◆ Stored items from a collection
===============

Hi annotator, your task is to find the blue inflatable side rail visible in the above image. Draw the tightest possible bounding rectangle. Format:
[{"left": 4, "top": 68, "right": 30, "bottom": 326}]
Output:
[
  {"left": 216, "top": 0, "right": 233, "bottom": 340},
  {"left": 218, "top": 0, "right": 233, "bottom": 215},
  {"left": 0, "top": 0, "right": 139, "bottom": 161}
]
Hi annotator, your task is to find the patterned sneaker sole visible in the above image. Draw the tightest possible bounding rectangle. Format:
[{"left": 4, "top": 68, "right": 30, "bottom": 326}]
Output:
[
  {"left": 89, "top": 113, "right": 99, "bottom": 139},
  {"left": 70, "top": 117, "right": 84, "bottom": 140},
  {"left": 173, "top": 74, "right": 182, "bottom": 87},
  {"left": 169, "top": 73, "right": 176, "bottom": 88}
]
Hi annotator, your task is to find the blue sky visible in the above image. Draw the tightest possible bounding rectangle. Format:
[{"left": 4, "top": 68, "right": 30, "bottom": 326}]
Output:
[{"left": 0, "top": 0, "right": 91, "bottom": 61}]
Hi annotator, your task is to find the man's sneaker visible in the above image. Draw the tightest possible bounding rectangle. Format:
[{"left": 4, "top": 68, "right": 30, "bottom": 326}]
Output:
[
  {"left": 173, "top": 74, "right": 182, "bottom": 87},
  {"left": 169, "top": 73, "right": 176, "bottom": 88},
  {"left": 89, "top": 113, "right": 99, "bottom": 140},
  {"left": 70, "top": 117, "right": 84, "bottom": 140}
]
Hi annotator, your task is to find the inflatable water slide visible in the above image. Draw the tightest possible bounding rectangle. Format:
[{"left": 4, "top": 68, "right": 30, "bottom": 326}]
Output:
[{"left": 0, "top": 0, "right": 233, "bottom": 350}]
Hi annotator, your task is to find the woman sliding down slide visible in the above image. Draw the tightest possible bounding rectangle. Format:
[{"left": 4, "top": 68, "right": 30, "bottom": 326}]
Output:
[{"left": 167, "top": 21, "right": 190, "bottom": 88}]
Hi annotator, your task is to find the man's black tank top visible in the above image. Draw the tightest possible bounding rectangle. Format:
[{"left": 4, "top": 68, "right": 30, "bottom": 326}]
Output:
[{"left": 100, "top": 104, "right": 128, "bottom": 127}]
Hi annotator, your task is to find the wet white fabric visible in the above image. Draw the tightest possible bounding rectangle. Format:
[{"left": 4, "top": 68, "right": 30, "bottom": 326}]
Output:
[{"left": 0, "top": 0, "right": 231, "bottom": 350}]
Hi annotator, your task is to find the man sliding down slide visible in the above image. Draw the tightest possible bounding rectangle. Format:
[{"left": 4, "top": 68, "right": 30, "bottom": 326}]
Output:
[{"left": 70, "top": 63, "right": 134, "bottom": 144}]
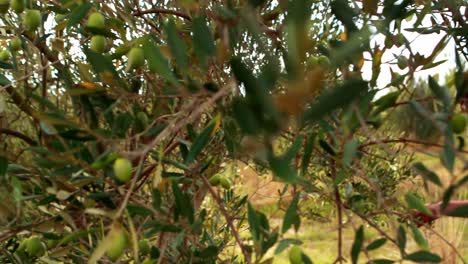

===============

◆ Directions for this task
Output the items above as a JSON list of strings with one string per line, omitting blank lines and leaving out the pictures.

◆ Response to this task
[
  "Hi annotator, your task is to find the blue inflatable side rail visible in the above image. Draw the tightest possible bounding rectangle. Format:",
  "[{\"left\": 4, \"top\": 68, \"right\": 30, \"bottom\": 326}]",
  "Output:",
  "[",
  "  {\"left\": 216, \"top\": 0, \"right\": 233, \"bottom\": 340},",
  "  {\"left\": 218, \"top\": 0, \"right\": 233, \"bottom\": 215},",
  "  {\"left\": 0, \"top\": 0, \"right\": 139, \"bottom\": 161}",
  "]",
  "Hi annotator, your task is to find the patterned sneaker sole visible in the above image. Draw the tightest possible bounding rectangle. Format:",
  "[{\"left\": 4, \"top\": 68, \"right\": 30, \"bottom\": 326}]",
  "Output:",
  "[",
  "  {\"left\": 89, \"top\": 113, \"right\": 99, \"bottom\": 139},",
  "  {\"left\": 70, \"top\": 117, \"right\": 84, \"bottom\": 140},",
  "  {\"left\": 173, \"top\": 74, \"right\": 182, \"bottom\": 87},",
  "  {\"left\": 169, \"top\": 73, \"right\": 176, \"bottom\": 88}",
  "]",
  "Hi annotator, your task is to find the blue sky visible in the above image. Draw the tightest possible bounding rectangle. Format:",
  "[{\"left\": 4, \"top\": 68, \"right\": 30, \"bottom\": 326}]",
  "Output:",
  "[{\"left\": 0, \"top\": 0, \"right\": 91, \"bottom\": 61}]",
  "Hi annotator, your task is to find the man's sneaker visible in the above image. Draw the tightest possible bounding rectangle. Format:",
  "[{\"left\": 4, \"top\": 68, \"right\": 30, \"bottom\": 326}]",
  "Output:",
  "[",
  "  {\"left\": 173, \"top\": 74, \"right\": 182, \"bottom\": 87},",
  "  {\"left\": 169, \"top\": 73, \"right\": 176, \"bottom\": 88},",
  "  {\"left\": 89, \"top\": 113, \"right\": 99, \"bottom\": 140},",
  "  {\"left\": 70, \"top\": 117, \"right\": 84, \"bottom\": 140}",
  "]",
  "Hi annotator, your task is to find the inflatable water slide visible in the above image. Draw the tightest possible bounding rectangle. Format:",
  "[{\"left\": 4, \"top\": 68, \"right\": 30, \"bottom\": 326}]",
  "Output:",
  "[{\"left\": 0, \"top\": 0, \"right\": 233, \"bottom\": 350}]",
  "Hi annotator, your task is to find the woman sliding down slide visible in the above image. Draw the tightest possible bounding rectangle. Format:",
  "[{\"left\": 4, \"top\": 68, \"right\": 30, \"bottom\": 326}]",
  "Output:",
  "[{\"left\": 167, \"top\": 21, \"right\": 190, \"bottom\": 88}]",
  "Hi annotator, your task is to find the man's black tank top visible in the above image. Draw the tightest possible bounding rectangle. Format:",
  "[{\"left\": 4, \"top\": 68, \"right\": 30, \"bottom\": 326}]",
  "Output:",
  "[{\"left\": 100, \"top\": 104, \"right\": 128, \"bottom\": 127}]",
  "Hi annotator, your task is to find the wet white fabric visible in the above image. Draw the tightest possible bounding rectangle. Format:",
  "[{\"left\": 4, \"top\": 68, \"right\": 30, \"bottom\": 326}]",
  "Output:",
  "[{\"left\": 0, \"top\": 0, \"right\": 231, \"bottom\": 350}]",
  "Hi annotator, your task is to find the man sliding down slide visible in the above image. Draw the tightest possible bounding rectangle. Format:",
  "[{\"left\": 4, \"top\": 68, \"right\": 30, \"bottom\": 326}]",
  "Output:",
  "[{\"left\": 70, \"top\": 63, \"right\": 134, \"bottom\": 144}]"
]